Each record below should be output verbatim, without pictures.

── Record excerpts

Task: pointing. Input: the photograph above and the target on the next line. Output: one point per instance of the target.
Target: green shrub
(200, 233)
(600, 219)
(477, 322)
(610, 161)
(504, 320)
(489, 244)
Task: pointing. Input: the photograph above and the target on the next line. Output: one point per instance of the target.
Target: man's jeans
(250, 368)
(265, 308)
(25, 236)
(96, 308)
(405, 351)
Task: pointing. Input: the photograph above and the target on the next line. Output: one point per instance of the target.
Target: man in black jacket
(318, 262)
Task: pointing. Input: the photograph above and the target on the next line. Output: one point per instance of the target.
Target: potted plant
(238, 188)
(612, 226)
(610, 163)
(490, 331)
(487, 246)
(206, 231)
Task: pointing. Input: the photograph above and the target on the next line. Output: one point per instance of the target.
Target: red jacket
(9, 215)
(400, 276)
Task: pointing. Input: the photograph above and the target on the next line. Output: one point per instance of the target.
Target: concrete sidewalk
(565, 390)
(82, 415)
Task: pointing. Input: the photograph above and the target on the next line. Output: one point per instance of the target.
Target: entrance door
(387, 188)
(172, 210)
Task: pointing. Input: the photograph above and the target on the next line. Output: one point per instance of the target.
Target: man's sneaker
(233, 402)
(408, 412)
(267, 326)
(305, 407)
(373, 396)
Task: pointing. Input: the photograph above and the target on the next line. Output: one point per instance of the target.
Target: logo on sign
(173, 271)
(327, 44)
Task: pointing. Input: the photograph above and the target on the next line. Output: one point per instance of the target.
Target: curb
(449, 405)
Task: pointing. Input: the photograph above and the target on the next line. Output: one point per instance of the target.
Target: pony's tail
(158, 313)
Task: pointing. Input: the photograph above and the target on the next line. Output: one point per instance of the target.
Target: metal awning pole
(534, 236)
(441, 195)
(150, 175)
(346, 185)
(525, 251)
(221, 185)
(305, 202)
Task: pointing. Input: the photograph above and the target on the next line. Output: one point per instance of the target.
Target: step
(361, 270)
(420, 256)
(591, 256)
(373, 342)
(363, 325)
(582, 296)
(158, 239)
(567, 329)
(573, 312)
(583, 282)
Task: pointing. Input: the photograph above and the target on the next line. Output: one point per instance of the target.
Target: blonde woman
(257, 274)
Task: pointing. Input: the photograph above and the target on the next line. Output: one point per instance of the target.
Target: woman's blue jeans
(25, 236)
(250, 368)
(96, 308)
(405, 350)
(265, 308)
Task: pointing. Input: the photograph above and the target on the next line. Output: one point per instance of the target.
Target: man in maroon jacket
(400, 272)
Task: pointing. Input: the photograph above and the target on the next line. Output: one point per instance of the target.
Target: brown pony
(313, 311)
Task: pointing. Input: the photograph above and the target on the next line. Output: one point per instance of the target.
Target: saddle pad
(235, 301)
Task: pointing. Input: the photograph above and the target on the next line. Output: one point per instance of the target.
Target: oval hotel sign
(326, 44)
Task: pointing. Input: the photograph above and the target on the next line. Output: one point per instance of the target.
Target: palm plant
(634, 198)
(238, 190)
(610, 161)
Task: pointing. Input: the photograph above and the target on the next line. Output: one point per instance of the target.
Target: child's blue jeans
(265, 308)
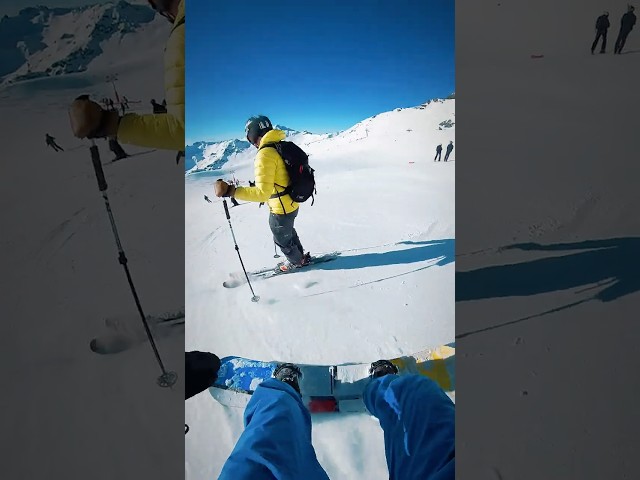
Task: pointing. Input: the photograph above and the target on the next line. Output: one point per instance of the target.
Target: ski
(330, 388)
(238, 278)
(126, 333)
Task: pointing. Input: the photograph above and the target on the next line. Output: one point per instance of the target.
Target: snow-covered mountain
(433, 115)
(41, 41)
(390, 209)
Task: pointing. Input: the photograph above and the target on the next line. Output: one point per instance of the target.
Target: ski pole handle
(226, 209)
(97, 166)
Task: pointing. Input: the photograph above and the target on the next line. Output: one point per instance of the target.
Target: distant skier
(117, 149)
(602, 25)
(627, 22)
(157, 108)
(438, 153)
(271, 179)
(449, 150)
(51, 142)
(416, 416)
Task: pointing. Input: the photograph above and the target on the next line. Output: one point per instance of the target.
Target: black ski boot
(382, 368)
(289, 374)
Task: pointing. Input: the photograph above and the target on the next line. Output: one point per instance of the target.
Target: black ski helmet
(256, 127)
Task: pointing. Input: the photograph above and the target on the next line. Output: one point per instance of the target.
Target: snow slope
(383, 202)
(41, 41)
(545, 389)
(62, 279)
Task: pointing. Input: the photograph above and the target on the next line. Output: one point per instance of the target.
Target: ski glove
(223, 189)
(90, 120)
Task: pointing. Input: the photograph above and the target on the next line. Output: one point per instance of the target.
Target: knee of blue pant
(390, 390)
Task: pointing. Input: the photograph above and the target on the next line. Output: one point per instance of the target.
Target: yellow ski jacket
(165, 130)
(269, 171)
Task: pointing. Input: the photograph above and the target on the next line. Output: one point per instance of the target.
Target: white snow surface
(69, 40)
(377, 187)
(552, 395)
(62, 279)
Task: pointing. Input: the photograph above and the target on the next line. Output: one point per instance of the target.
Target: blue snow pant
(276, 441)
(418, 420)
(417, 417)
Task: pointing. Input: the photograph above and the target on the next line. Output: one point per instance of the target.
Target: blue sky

────

## Solution for this problem
Task: pointing. Input: the photograph above and the target on the next line. Output: one point per instance of the target.
Target: green shrub
(200, 233)
(600, 219)
(477, 322)
(610, 161)
(504, 320)
(489, 244)
Task: pointing. Input: the photograph above and the target on the next line. Output: one point per instance of the target.
Target: man's jeans
(250, 368)
(265, 308)
(25, 236)
(96, 308)
(405, 351)
Task: pointing. Input: the photograph above and the target on the next line. Output: one point per instance of the target.
Target: man in black jacket
(318, 262)
Task: pointing. Input: the photograph above and the target on the next line. Output: one point per instance of the target.
Target: potted plant
(238, 188)
(612, 226)
(610, 163)
(490, 331)
(487, 246)
(206, 231)
Task: pointing. Input: the photograph above and the target on the next line. Output: one point per instance of the target.
Target: red jacket
(9, 215)
(400, 276)
Task: pointing. Input: the photograph above and the target on the next line. Output: one point per instance of the target.
Target: concrete sidewalk
(565, 390)
(82, 415)
Task: pointing. Input: the photograph above and the target on the next line. Output: one point per instance of the target.
Target: entrance door
(387, 188)
(172, 210)
Task: pointing. Input: the photograph above and the target on the next line. Output: one point per instance of the target.
Target: man's sneaker
(233, 402)
(408, 412)
(267, 326)
(305, 407)
(373, 396)
Task: pointing. Input: the photograph above and the target on the next line. Output: one point per instance of the target.
Target: logo on sign
(173, 271)
(327, 44)
Task: pointing. Input: the photograph above and the target on the next line. Output: one point per instance of the target.
Target: curb
(449, 405)
Task: pointing. Input: the photograph above and the target on the next line. Output: one point per instance of the target.
Target: pony's tail
(158, 313)
Task: pointing. Input: the photograph above and the target on the next line. Output: one point per instance of the target.
Target: metal awning pole
(534, 236)
(441, 195)
(150, 175)
(346, 185)
(525, 251)
(221, 185)
(305, 202)
Task: pointing. Input: the photograph above and the target on the next line. Output: one point per instance of the target.
Target: step
(361, 270)
(420, 256)
(591, 256)
(373, 342)
(363, 325)
(582, 296)
(158, 239)
(567, 329)
(573, 312)
(583, 282)
Task: pointing. Input: the photograph above and the target on the next line. Output: one point per instance of the target.
Target: blonde woman
(257, 274)
Task: pointing. Input: the photograph above and the target on the next line. Output: one point per instance of the target.
Target: woman's blue jeans
(25, 236)
(250, 368)
(96, 308)
(405, 350)
(265, 308)
Task: pointing. Input: the photograph above and the target on the next line. Output: one point per instance of the target.
Target: man in maroon jacket
(400, 272)
Task: pointing. Input: the photograph above and the target on the next line. Output: one point per instance of the target.
Target: brown pony
(313, 311)
Task: pointing. Input: the photograph above and the target on the next line. Output: one point per instance of the target.
Target: saddle pad
(235, 301)
Task: pointing. Input: the photograph above and the target on the next line. Output: one point per instance of the target.
Target: oval hotel sign
(326, 44)
Task: pointing. Input: the photograph above and the target on the next line. Output: one point per instance of the target.
Target: palm plant
(634, 198)
(238, 190)
(610, 161)
Task: pointing. Input: the photograph above and the target on the next line. Output: one point per instance of the target.
Target: child's blue jeans
(265, 308)
Task: pointing. Input: the photograph above and the target on the next line. Output: one point per instance of the target.
Target: ski
(330, 388)
(238, 278)
(126, 333)
Task: pointing. Input: the photograph above and the target on the next line. Output: one point per instance of the target.
Target: snow-covered mountain
(433, 115)
(41, 41)
(390, 209)
Task: pointing. Input: the photograph above and the target on the next line. Output: one point per instance of the target.
Target: ski pole handle
(226, 209)
(97, 166)
Task: pointing. Input: the photograph above and the target on the next line. Output: one point per instance of the target.
Target: distant skier
(117, 149)
(602, 25)
(627, 22)
(157, 108)
(438, 153)
(271, 179)
(449, 150)
(51, 142)
(416, 416)
Task: pointing. Input: the photograph above and the target on the next line. Output: one point per instance of the target.
Target: black ski boot
(382, 368)
(289, 374)
Task: pointing. Input: the photograph above and the target on the next line. Output: one point per instance of the target.
Target: black ski helmet
(256, 127)
Task: pointing. Input: the photograph above and the target on the next line. Output: one point per instance of the target.
Target: snow slope
(383, 202)
(41, 41)
(545, 389)
(62, 279)
Task: pointing. Input: the photograph above and the target on the next line. Output: one point per instance of the target.
Target: ski glove
(223, 189)
(90, 120)
Task: pointing. Input: the photograph above and the target on the next line. Output: one point per instance of the target.
Target: knee of blue pant
(390, 390)
Task: pointing. Input: the photograph above and the target on the next line. Output: one point per instance of the target.
Target: yellow ski jacket
(165, 130)
(269, 171)
Task: pointing. Input: the photograph above and the target on the next line. Output: one point per instance of the target.
Target: white snow surface
(69, 40)
(377, 187)
(552, 395)
(62, 279)
Task: pointing. Input: the photograph above and the target on the next line. Output: one point per instance of the target.
Target: blue snow pant
(276, 441)
(418, 420)
(417, 417)
Task: pointing. Input: the photograph above and the target on the next line. Output: one point per instance of the target.
Target: blue sky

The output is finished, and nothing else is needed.